• **Consegna**
Puoi restituire l'intero elenco come lista JSON di stringhe, una per ciascuna riga, tralasciando le righe vuote?

• **Record di regioni etichettate**
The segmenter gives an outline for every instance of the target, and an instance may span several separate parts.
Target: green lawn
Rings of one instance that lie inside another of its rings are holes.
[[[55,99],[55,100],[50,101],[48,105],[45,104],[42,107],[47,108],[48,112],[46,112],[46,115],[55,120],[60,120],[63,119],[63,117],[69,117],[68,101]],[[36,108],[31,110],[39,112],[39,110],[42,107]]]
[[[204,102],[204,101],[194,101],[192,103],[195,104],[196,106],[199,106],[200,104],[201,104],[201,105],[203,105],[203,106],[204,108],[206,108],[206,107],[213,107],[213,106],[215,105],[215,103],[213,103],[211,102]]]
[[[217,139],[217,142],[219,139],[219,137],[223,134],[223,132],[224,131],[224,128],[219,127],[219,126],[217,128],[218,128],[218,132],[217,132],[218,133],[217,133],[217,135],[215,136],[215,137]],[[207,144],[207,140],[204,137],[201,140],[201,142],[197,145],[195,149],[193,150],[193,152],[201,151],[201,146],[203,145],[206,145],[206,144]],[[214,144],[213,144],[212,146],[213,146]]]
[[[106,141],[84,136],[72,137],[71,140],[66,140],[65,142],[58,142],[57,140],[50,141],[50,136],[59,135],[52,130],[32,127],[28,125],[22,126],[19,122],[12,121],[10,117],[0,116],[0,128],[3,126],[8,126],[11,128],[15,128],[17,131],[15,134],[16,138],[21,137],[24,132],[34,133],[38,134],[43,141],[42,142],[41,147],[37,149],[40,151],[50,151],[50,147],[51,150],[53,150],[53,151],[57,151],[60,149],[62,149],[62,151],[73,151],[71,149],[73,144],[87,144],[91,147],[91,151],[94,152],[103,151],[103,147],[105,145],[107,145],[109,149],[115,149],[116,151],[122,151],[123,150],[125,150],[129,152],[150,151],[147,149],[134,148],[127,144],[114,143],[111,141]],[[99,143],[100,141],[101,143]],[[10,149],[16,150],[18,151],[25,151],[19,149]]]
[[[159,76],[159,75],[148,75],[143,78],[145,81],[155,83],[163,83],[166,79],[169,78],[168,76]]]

• **Soluzione**
[
  "The segmenter gives an outline for every instance of the target, and an instance may span several separate parts.",
  "Target: green lawn",
  "Rings of one instance that lie inside another of its rings are holes.",
  "[[[55,99],[55,100],[50,101],[48,105],[45,104],[42,107],[47,108],[48,112],[46,112],[46,115],[55,120],[60,120],[63,119],[63,117],[69,117],[68,101]],[[36,108],[31,110],[39,112],[39,110],[42,107]]]",
  "[[[204,102],[204,101],[194,101],[192,103],[195,104],[196,106],[199,106],[200,104],[201,104],[201,105],[203,105],[203,106],[204,108],[206,108],[206,107],[213,107],[213,106],[215,105],[215,103],[213,103],[211,102]]]",
  "[[[217,139],[217,142],[219,139],[219,137],[223,134],[223,132],[224,131],[224,128],[219,127],[219,126],[217,128],[218,128],[218,132],[217,132],[218,133],[217,133],[217,135],[215,136],[215,137]],[[207,144],[207,140],[204,137],[201,140],[201,142],[197,145],[195,149],[193,150],[193,152],[201,151],[201,146],[203,145],[206,145],[206,144]],[[214,144],[213,144],[212,146],[213,146]]]",
  "[[[106,141],[84,136],[72,137],[71,140],[66,140],[65,142],[58,142],[57,140],[50,141],[50,136],[59,135],[52,130],[32,127],[28,125],[22,126],[19,122],[12,121],[10,117],[0,116],[0,128],[3,126],[8,126],[11,128],[15,128],[17,131],[15,134],[16,138],[21,137],[24,132],[34,133],[38,134],[43,141],[42,142],[41,147],[37,149],[40,151],[50,151],[50,147],[51,150],[53,150],[53,151],[57,151],[60,149],[62,149],[62,151],[73,151],[71,149],[73,144],[87,144],[91,147],[91,151],[94,152],[103,151],[103,147],[105,145],[107,145],[109,149],[115,149],[116,151],[122,151],[123,150],[125,150],[129,152],[150,151],[147,149],[134,148],[127,144],[114,143],[111,141]],[[99,143],[100,141],[101,143]],[[10,149],[16,150],[18,151],[25,151],[19,149]]]",
  "[[[159,76],[159,75],[148,75],[143,78],[145,81],[155,83],[163,83],[166,79],[169,78],[168,76]]]"
]